Every line from the first one in the listing down to the line with "Query: cascading water" should be restated word for word.
-=-=-
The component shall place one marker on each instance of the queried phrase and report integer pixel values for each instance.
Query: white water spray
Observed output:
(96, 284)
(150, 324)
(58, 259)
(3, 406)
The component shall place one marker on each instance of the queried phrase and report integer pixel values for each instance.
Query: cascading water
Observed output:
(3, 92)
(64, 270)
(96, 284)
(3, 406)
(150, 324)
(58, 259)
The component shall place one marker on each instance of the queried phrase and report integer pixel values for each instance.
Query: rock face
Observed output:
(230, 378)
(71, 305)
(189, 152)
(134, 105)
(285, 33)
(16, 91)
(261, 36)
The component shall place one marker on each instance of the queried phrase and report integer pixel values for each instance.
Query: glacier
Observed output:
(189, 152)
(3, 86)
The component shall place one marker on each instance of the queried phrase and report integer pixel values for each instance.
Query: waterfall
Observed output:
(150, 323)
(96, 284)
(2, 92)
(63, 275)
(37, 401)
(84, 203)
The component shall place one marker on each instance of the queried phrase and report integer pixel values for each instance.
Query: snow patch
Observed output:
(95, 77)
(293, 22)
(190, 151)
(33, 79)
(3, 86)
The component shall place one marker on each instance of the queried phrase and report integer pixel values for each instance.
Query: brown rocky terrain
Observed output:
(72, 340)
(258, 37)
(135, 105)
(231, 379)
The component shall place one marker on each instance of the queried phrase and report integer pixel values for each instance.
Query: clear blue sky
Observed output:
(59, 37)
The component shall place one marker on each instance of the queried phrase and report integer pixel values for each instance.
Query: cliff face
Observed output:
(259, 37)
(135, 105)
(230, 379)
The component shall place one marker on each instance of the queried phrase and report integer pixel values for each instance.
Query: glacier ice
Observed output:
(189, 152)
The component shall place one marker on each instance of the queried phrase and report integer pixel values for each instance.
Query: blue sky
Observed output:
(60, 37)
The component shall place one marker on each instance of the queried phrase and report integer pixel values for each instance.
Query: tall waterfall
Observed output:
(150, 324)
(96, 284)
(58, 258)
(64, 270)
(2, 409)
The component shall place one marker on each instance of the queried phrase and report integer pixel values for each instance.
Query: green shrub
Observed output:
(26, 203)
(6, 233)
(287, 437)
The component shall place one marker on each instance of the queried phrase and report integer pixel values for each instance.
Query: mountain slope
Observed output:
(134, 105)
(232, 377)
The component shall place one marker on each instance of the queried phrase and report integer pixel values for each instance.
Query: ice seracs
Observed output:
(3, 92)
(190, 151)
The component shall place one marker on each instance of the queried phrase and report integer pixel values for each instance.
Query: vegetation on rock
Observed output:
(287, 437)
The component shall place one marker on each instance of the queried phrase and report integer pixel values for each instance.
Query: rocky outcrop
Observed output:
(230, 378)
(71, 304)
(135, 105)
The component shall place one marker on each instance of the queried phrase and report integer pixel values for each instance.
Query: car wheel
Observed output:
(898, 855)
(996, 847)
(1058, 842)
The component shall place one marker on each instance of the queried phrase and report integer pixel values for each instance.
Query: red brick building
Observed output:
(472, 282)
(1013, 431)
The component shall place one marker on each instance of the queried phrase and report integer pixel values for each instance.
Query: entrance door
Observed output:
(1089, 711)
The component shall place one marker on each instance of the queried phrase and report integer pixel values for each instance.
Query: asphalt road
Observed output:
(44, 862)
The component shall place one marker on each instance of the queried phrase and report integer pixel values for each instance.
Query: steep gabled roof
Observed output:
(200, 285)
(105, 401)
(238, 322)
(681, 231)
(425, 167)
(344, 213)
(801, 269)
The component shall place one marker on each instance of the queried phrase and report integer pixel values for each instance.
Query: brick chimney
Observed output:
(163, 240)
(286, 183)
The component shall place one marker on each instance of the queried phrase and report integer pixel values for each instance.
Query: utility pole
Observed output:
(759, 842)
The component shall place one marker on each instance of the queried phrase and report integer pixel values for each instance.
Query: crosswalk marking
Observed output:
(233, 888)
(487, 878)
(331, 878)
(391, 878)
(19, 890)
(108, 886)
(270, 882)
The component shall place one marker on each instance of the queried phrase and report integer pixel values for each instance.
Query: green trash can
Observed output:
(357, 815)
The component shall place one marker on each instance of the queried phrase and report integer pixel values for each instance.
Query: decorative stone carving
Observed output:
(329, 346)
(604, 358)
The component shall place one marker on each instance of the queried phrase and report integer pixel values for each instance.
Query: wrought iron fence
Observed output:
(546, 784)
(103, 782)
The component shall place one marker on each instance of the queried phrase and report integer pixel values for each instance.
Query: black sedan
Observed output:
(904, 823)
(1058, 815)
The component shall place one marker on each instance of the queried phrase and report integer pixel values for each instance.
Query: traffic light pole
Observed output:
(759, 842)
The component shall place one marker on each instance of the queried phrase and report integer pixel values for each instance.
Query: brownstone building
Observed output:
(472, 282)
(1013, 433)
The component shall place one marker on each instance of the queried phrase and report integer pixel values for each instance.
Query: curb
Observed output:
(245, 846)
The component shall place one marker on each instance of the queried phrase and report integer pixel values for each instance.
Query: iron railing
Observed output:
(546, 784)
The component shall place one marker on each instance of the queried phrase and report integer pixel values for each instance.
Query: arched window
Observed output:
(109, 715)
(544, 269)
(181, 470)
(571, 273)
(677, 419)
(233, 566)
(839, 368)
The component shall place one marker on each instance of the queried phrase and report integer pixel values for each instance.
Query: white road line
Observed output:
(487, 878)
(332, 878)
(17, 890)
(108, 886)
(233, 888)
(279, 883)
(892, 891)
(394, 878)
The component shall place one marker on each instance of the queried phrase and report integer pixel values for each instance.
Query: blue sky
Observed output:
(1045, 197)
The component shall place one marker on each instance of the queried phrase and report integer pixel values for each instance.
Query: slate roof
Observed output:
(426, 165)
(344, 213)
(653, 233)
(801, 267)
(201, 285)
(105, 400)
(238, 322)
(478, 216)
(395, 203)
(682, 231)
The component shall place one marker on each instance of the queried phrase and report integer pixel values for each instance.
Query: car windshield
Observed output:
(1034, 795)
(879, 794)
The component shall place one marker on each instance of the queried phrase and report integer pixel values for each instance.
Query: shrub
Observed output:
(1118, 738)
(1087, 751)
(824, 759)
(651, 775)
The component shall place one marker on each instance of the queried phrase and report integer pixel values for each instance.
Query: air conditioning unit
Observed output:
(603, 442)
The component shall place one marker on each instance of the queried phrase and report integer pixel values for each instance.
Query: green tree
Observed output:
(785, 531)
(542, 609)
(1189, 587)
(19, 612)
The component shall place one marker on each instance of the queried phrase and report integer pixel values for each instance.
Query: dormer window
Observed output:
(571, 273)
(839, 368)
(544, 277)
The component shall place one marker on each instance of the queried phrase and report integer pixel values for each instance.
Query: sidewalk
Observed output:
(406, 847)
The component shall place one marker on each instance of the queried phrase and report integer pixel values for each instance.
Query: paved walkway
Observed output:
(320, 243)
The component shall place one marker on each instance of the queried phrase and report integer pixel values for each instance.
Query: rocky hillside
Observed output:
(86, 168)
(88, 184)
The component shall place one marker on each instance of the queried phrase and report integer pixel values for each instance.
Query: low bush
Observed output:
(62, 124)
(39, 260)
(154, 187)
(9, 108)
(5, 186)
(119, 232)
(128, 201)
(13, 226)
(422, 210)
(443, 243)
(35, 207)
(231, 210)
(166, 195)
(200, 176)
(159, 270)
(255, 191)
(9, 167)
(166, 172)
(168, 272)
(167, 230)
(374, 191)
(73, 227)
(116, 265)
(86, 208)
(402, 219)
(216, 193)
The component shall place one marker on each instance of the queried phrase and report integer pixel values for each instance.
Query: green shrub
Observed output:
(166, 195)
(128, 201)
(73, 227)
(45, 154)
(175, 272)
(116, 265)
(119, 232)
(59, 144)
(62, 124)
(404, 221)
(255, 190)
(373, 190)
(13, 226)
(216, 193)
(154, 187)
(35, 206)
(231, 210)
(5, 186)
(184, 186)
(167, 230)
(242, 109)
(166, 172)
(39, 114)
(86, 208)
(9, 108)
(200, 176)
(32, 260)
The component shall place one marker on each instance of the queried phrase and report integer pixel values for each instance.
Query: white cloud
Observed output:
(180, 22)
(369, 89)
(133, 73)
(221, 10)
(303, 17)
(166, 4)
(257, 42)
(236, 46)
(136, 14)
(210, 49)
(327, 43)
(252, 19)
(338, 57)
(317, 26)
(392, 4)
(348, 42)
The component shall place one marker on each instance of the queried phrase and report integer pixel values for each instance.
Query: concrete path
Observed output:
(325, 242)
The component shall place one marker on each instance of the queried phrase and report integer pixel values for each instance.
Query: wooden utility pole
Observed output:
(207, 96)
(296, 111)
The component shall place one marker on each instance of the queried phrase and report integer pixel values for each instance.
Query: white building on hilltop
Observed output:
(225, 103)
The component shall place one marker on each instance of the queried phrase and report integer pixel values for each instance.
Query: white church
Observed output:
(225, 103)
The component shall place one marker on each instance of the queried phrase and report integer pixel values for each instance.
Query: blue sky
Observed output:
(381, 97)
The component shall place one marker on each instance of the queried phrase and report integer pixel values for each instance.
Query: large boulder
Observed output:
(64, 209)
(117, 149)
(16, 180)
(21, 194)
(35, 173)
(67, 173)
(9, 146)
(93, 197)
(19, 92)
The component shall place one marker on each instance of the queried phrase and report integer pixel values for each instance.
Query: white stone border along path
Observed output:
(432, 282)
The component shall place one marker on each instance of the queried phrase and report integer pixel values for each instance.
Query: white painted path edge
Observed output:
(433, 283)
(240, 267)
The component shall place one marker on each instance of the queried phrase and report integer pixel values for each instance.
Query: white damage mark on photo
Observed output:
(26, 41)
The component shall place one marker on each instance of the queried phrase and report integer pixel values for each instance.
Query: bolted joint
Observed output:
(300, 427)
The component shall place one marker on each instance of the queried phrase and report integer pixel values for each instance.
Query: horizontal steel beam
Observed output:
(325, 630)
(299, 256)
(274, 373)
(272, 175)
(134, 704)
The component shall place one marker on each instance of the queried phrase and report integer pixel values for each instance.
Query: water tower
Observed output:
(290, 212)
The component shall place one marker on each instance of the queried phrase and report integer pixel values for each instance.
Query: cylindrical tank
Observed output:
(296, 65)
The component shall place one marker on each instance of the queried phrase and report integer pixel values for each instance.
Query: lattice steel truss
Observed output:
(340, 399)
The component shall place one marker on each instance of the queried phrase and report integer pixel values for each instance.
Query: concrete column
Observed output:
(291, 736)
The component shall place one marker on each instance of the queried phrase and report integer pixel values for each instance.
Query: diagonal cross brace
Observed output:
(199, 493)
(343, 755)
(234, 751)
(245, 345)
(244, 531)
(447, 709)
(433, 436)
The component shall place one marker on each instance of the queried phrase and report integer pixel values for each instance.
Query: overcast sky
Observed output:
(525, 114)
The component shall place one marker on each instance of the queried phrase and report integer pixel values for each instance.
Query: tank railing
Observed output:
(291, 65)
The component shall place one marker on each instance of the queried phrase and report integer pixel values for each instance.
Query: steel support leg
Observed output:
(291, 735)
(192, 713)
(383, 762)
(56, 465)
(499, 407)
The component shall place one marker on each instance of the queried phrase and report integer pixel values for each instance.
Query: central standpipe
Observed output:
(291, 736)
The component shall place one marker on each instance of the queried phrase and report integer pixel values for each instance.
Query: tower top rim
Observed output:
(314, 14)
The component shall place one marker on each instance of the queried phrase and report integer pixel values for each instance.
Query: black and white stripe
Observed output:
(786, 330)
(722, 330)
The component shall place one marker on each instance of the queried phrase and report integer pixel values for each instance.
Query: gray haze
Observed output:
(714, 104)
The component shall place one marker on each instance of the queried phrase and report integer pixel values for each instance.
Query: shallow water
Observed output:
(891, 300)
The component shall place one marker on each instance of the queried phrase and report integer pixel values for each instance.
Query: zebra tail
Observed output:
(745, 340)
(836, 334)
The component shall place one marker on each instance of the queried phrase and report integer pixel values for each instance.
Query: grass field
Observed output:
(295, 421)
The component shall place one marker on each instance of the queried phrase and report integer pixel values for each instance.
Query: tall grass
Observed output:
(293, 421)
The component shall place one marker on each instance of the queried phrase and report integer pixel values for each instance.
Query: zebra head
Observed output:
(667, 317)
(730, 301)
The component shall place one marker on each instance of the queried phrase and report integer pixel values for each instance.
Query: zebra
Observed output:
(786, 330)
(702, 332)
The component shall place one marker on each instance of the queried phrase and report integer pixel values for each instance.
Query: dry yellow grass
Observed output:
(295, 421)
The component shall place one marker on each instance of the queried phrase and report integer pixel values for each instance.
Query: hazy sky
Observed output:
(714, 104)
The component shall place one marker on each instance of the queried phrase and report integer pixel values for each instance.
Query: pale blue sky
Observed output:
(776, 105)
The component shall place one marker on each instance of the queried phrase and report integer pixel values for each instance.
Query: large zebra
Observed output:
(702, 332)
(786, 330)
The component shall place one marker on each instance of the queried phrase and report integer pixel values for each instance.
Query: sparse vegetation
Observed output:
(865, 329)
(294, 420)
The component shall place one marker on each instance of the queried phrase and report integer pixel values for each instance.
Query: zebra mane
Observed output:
-=-=-
| REPLY TO THE TASK |
The component shall place one marker on each instance of the queried phrase and report integer pixel values for each instance.
Query: white water spray
Observed output:
(96, 284)
(150, 324)
(58, 259)
(3, 406)
The component shall place one marker on each instance of the queried phrase and report integer pixel values for each instance.
Query: cascading water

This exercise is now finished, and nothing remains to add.